## TEXT SEGMENT
*-*-*
Financial security is about more than paying the bills — although, of course, that’s pretty important too. It’s about feeling confident in yourself. When we feel financially secure, we feel more optimistic, centered, and in control.

Financial security is a key part of the millionaire mindset you might have heard about in books or on social media. When we daydream about being a millionaire, it’s not always because we want tons and tons of money. What we really crave are the options that the money brings. For many of us, we associate money with freedom, peace, purpose, and joy.

It’s pretty rare to become a millionaire overnight (although stranger things have happened!) but it’s not impossible to become financially secure. Learning how to build financial security could be one of the best investments you can make in your life, your health, and your future success.


How to build financial security

Building financial security for yourself will mean taking a direct look at your finances (and it shouldn’t be done on the fly). If you’re married or have a partner, sit down with your spouse and talk through the following questions about your financial situation:

1. What are our current income and living expenses?

The first and strongest indicator of your financial well-being is your expenses and your income. Put directly, your cash flow (income) needs to be higher than what you’re spending or you’re setting yourself up for trouble.

If you’re overspending, you’ll need to find a way to cut expenses or earn additional income. These two numbers together will give you an estimate of your net worth (typically calculated as assets minus liabilities).

If you find that you need to make more money, start by negotiating or renegotiating your salary. If you haven’t received a pay raise or promotion for some time, talking to your manager about a merit increase could be an easy way to put some well-earned cash in your pocket.

You might also be able to cut your expenses by renegotiating your interest rates on your home or credit cards. After a good history of on-time payments, many lenders will offer responsible borrowers a more competitive interest rate.

2. What are our financial goals?

Before you start slicing and dicing at the budget, ask yourselves: what matters to us? If we had unlimited resources, what would we do? Those line items should be reflected in your budget and will help make your priorities clearer.

Your financial goals are directly related to your family values. By looking at your finances, you might find that some of the goals you felt were impossible are within your reach. For example, if one of you would rather quit your job, you can set a savings goal towards that. Or you might find by not having two working parents, the savings on childcare actually offsets the reduced income.

Other financial goals might include buying a house, saving for retirement, or paying off credit card debt or student loans.

3. How much of an emergency fund do we need?

An emergency fund is a “nest egg” of savings that you don’t touch unless you need it. Emergency savings can help cover unforeseen expenses, like the need to fly out of town for a funeral or replace a broken appliance. They help contribute to your long-term security by making sure you have enough money that you don’t need to go into debt when something happens. 

You don’t have to open a special account for an emergency fund. Any savings account should do the trick, especially if it offers a competitive interest rate.

Most financial planners recommend that you have anywhere between three to six months of expenses saved in an emergency fund, and work to build that up to a year. If that number seems daunting, start with something that feels more attainable, like $500 or $1,000. Most families don’t have enough savings to cover even a $1,000 emergency, so even a small safety net will make you feel much more secure.
*-*-*
## SUPPLIED DATA
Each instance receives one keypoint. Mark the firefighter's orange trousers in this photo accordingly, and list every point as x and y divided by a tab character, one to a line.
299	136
*-*-*
## SHORT PROBLEM 1
Reproduce word for word the stretch of the financial security text from "It’s pretty rare" through "up for trouble.".
## SHORT PROBLEM 2
Carry on the text about building financial security, starting right after its last sentence.

## ANSWER 1
It’s pretty rare to become a millionaire overnight (although stranger things have happened!) but it’s not impossible to become financially secure. Learning how to build financial security could be one of the best investments you can make in your life, your health, and your future success.


How to build financial security

Building financial security for yourself will mean taking a direct look at your finances (and it shouldn’t be done on the fly). If you’re married or have a partner, sit down with your spouse and talk through the following questions about your financial situation:

1. What are our current income and living expenses?

The first and strongest indicator of your financial well-being is your expenses and your income. Put directly, your cash flow (income) needs to be higher than what you’re spending or you’re setting yourself up for trouble.

## ANSWER 2
4. Are we saving enough money for retirement?

Even if you’re early in your career, it’s never too soon to start thinking about retirement. And if you feel like you’re behind the curve, building the savings habit now can only benefit you in the future.

If you’re not familiar with retirement plans or unsure where to start, take a look at your benefits at work. Many companies offer 401(k) matching and other retirement benefits. These are investment accounts designed to provide you with retirement income, and many offer tax benefits. Understanding how they work is a key part of personal financial planning.

If you are your own boss or your job doesn’t have a retirement plan, you could set up an IRA (individual retirement account). These are usually available through most local financial institutions.


Key takeaways for building financial security

After going through these questions, you might feel antsy to start making sweeping changes in your finances. That’s great, since the best time to start is now! But that also may leave you feeling a bit discouraged if things don’t change as quickly as you’d like. Here are some key steps to start building your financial security:

Financial security FAQs

How quickly can you become financially secure?

Even if you still make the same money, you can start feeling more empowered about your finances right away. Create two strategies for change: a long-term, five-year plan, and a list of action items you can take to get there. With careful attention to your budget and expenses, you can start feeling more in control and seeing positive results in just a couple of weeks.

How can you protect your financial security?

There are three important things to keep in mind to protect your financial security:

  1. Get comfortable with saying no
    Just because you have the money available doesn’t mean that you have to spend it or lend it.
  2. Spend now, pay now
    Avoid carrying a balance on credit cards or using “buy now, pay later” apps to go shopping. Try to keep your spending aligned with what’s in your checking account. Shop with your debit cards and leave the credit cards at home if you can.
  3. Look ahead
    We all know the feeling: we enjoy the rush of buying something we want now, only to regret our purchase when money starts running low later. Before you spend, ask yourself — will I still feel good about this purchase in a month? A year? Five years?

How much money should you have to be financially secure?

The amount of money each person needs to be financially secure is different. Some people live happily on very little money (relatively speaking). For others, they never seem to be able to spend less than they make.

Building financial security is a matter of making yourself a priority. Your peace of mind and future stability is worth more than anything. Treat yourself to less stress (oh, okay — and maybe that one thing you really, really want).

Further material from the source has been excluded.